• [Work required]:
Reproduce the rows below verbatim, beginning with the line containing "Q: What bounding box encloses the cluster" and running through the last of the rows, with both ends included. Omit the pictures from your copy.

• [Information supplied]:
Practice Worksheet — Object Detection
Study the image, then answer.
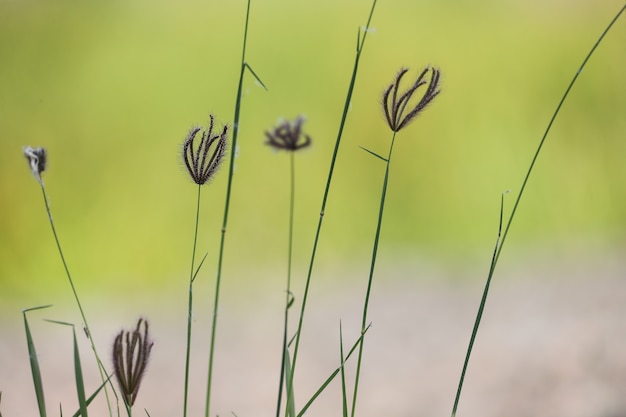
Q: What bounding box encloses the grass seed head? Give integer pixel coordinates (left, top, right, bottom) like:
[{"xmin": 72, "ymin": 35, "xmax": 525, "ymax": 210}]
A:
[
  {"xmin": 265, "ymin": 116, "xmax": 311, "ymax": 152},
  {"xmin": 113, "ymin": 319, "xmax": 154, "ymax": 407},
  {"xmin": 23, "ymin": 146, "xmax": 48, "ymax": 185},
  {"xmin": 382, "ymin": 67, "xmax": 441, "ymax": 132},
  {"xmin": 182, "ymin": 115, "xmax": 228, "ymax": 185}
]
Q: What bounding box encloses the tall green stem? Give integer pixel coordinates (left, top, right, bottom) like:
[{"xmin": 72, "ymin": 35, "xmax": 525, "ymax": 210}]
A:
[
  {"xmin": 276, "ymin": 151, "xmax": 296, "ymax": 417},
  {"xmin": 351, "ymin": 132, "xmax": 396, "ymax": 417},
  {"xmin": 451, "ymin": 4, "xmax": 626, "ymax": 417},
  {"xmin": 204, "ymin": 0, "xmax": 250, "ymax": 417},
  {"xmin": 287, "ymin": 0, "xmax": 376, "ymax": 404},
  {"xmin": 183, "ymin": 184, "xmax": 201, "ymax": 417}
]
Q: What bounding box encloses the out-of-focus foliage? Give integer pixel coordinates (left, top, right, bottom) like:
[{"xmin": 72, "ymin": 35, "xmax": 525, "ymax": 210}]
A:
[{"xmin": 0, "ymin": 0, "xmax": 626, "ymax": 297}]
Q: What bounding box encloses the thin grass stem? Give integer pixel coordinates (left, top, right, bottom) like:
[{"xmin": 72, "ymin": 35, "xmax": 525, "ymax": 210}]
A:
[
  {"xmin": 451, "ymin": 4, "xmax": 626, "ymax": 417},
  {"xmin": 204, "ymin": 0, "xmax": 258, "ymax": 417},
  {"xmin": 40, "ymin": 181, "xmax": 117, "ymax": 417},
  {"xmin": 276, "ymin": 151, "xmax": 296, "ymax": 417},
  {"xmin": 287, "ymin": 0, "xmax": 377, "ymax": 406},
  {"xmin": 183, "ymin": 184, "xmax": 202, "ymax": 417},
  {"xmin": 350, "ymin": 131, "xmax": 396, "ymax": 417}
]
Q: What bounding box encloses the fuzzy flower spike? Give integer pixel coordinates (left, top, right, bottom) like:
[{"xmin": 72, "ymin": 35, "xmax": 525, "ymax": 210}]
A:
[
  {"xmin": 113, "ymin": 319, "xmax": 154, "ymax": 407},
  {"xmin": 265, "ymin": 116, "xmax": 311, "ymax": 152},
  {"xmin": 382, "ymin": 67, "xmax": 441, "ymax": 132},
  {"xmin": 183, "ymin": 115, "xmax": 228, "ymax": 185}
]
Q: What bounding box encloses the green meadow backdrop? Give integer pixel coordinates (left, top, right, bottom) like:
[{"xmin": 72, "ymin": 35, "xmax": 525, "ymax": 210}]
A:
[{"xmin": 0, "ymin": 0, "xmax": 626, "ymax": 307}]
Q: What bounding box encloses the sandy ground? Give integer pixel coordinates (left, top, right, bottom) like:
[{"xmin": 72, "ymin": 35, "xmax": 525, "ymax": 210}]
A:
[{"xmin": 0, "ymin": 256, "xmax": 626, "ymax": 417}]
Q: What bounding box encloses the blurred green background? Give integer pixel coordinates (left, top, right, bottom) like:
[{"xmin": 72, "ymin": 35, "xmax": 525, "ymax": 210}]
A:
[{"xmin": 0, "ymin": 0, "xmax": 626, "ymax": 307}]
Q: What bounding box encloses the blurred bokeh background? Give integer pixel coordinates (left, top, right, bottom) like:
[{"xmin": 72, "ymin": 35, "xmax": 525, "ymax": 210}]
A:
[{"xmin": 0, "ymin": 0, "xmax": 626, "ymax": 414}]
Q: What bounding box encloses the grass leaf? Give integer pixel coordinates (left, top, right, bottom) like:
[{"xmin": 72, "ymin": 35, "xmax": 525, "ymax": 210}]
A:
[
  {"xmin": 297, "ymin": 324, "xmax": 371, "ymax": 417},
  {"xmin": 285, "ymin": 346, "xmax": 296, "ymax": 417},
  {"xmin": 22, "ymin": 305, "xmax": 51, "ymax": 417},
  {"xmin": 72, "ymin": 375, "xmax": 111, "ymax": 417},
  {"xmin": 339, "ymin": 322, "xmax": 348, "ymax": 417},
  {"xmin": 72, "ymin": 326, "xmax": 87, "ymax": 417}
]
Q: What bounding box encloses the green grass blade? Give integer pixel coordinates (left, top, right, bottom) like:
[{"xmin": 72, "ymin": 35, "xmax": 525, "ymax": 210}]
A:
[
  {"xmin": 72, "ymin": 326, "xmax": 87, "ymax": 417},
  {"xmin": 339, "ymin": 322, "xmax": 348, "ymax": 417},
  {"xmin": 245, "ymin": 62, "xmax": 269, "ymax": 91},
  {"xmin": 359, "ymin": 146, "xmax": 387, "ymax": 162},
  {"xmin": 22, "ymin": 305, "xmax": 51, "ymax": 417},
  {"xmin": 285, "ymin": 346, "xmax": 296, "ymax": 417},
  {"xmin": 72, "ymin": 376, "xmax": 111, "ymax": 417},
  {"xmin": 290, "ymin": 0, "xmax": 377, "ymax": 404},
  {"xmin": 297, "ymin": 325, "xmax": 371, "ymax": 417},
  {"xmin": 46, "ymin": 319, "xmax": 87, "ymax": 417},
  {"xmin": 452, "ymin": 191, "xmax": 508, "ymax": 417}
]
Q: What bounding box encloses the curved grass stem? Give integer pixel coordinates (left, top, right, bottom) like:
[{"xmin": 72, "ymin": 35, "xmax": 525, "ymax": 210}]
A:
[
  {"xmin": 40, "ymin": 181, "xmax": 117, "ymax": 417},
  {"xmin": 204, "ymin": 0, "xmax": 258, "ymax": 417},
  {"xmin": 350, "ymin": 132, "xmax": 396, "ymax": 417},
  {"xmin": 276, "ymin": 152, "xmax": 296, "ymax": 417},
  {"xmin": 287, "ymin": 0, "xmax": 376, "ymax": 404},
  {"xmin": 451, "ymin": 4, "xmax": 626, "ymax": 417},
  {"xmin": 183, "ymin": 184, "xmax": 202, "ymax": 417}
]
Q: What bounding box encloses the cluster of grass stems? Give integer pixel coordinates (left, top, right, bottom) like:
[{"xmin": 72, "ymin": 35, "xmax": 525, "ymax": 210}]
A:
[{"xmin": 14, "ymin": 0, "xmax": 626, "ymax": 417}]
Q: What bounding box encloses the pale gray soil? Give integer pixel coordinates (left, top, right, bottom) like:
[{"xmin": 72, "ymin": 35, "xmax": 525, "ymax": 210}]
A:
[{"xmin": 0, "ymin": 256, "xmax": 626, "ymax": 417}]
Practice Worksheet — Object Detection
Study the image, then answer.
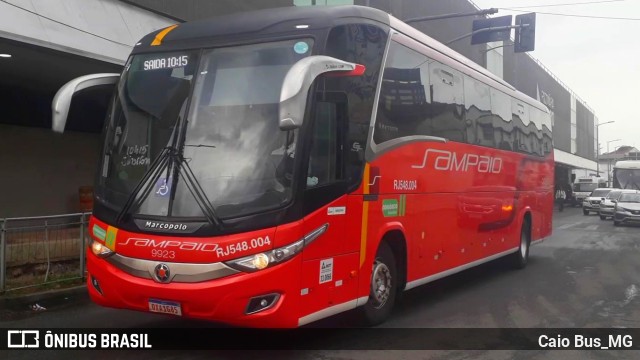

• [Response to the exercise]:
Q: What bounding box encloses the cluster of grass stems? Give integer pixel coordinates (left, top, right, bottom) like:
[{"xmin": 72, "ymin": 35, "xmax": 525, "ymax": 210}]
A:
[{"xmin": 14, "ymin": 0, "xmax": 626, "ymax": 417}]
Q: What bounding box encloses the pale gray soil? Give integer pixel coordinates (left, top, right, bottom) like:
[{"xmin": 72, "ymin": 35, "xmax": 525, "ymax": 210}]
A:
[{"xmin": 0, "ymin": 256, "xmax": 626, "ymax": 417}]
Practice Worksheet — Object Detection
Study the image, then answer.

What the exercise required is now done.